**DATA SECTION**
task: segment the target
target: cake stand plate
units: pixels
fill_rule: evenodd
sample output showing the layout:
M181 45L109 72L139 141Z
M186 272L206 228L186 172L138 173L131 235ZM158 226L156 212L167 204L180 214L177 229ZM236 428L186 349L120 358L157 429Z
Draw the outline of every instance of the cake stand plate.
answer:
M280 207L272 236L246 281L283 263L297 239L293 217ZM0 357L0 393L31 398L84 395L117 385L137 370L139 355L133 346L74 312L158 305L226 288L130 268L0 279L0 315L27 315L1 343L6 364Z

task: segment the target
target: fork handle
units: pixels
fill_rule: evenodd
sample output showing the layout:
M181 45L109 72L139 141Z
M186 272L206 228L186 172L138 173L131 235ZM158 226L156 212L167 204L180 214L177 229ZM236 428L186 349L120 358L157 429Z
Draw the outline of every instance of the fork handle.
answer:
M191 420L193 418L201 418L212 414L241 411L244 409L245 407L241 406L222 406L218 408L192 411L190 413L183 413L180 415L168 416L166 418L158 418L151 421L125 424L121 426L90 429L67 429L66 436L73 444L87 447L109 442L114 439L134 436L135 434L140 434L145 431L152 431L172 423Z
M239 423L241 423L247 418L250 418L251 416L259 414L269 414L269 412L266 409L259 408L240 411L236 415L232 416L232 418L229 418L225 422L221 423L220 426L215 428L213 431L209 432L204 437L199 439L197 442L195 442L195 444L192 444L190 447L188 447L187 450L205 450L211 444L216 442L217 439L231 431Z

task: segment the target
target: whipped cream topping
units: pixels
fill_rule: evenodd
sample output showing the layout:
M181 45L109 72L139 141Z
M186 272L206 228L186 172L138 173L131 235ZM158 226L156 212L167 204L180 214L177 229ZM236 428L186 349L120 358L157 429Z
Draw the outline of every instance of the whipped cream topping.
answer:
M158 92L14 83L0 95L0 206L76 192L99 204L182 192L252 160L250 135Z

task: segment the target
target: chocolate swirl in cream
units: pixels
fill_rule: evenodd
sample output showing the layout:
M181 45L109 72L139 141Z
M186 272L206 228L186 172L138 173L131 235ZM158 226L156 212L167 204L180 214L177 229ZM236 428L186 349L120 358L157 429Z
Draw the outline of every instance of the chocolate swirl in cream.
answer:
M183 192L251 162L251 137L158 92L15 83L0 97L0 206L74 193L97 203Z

**WHAT YOU ARE ASKED TO DO**
Reproduce the listing above word for word, with every line in its original order.

**CORRECT RESULT**
task: segment the target
target: cake stand plate
units: pixels
fill_rule: evenodd
sample output showing the layout:
M181 45L109 72L139 141Z
M186 272L206 228L186 172L138 173L131 235ZM158 226L156 212L167 204L180 214L177 229ZM236 428L186 349L120 358L157 429Z
Draw the outline of every instance of the cake stand plate.
answer:
M280 207L272 236L246 281L283 263L297 239L293 217ZM0 357L0 393L31 398L84 395L117 385L137 370L139 355L133 346L74 312L158 305L226 288L130 268L0 279L0 315L27 315L1 343L6 364Z

task: segment the target
target: fork handle
units: pixels
fill_rule: evenodd
sample output showing the layout:
M181 45L109 72L139 141Z
M186 272L206 228L186 172L138 173L131 235ZM158 226L156 212L167 204L180 214L177 229ZM236 428L186 349L120 358L157 429Z
Draw the outline of every instance of the fork handle.
answer:
M191 420L193 418L201 418L212 414L241 411L244 409L245 407L241 406L222 406L218 408L192 411L190 413L183 413L180 415L168 416L166 418L158 418L151 421L125 424L121 426L90 429L67 429L66 436L73 444L87 447L109 442L114 439L134 436L135 434L140 434L145 431L152 431L172 423Z
M239 423L241 423L247 418L250 418L251 416L259 414L269 414L269 412L266 409L259 408L240 411L236 415L232 416L232 418L229 418L225 422L221 423L220 426L215 428L213 431L209 432L204 437L199 439L197 442L195 442L195 444L192 444L190 447L188 447L187 450L205 450L211 444L216 442L217 439L231 431Z

task: segment the target
target: whipped cream topping
units: pixels
fill_rule: evenodd
sample output showing the layout:
M181 45L109 72L139 141Z
M186 272L206 228L186 172L138 173L131 235ZM158 226L156 212L167 204L180 214L177 229ZM236 428L186 349L120 358L157 429Z
Draw the outline of every instance of the whipped cream topping.
answer:
M158 92L14 83L0 95L0 206L76 192L99 204L182 192L252 160L250 135Z

task: segment the target
target: chocolate swirl in cream
units: pixels
fill_rule: evenodd
sample output showing the layout:
M181 45L109 72L139 141Z
M186 272L206 228L186 172L138 173L131 235ZM158 226L156 212L167 204L180 214L177 229ZM236 428L186 349L120 358L157 429Z
Draw the outline of every instance of the chocolate swirl in cream.
answer:
M183 192L251 162L251 137L158 92L15 83L0 97L0 206L74 193L97 203Z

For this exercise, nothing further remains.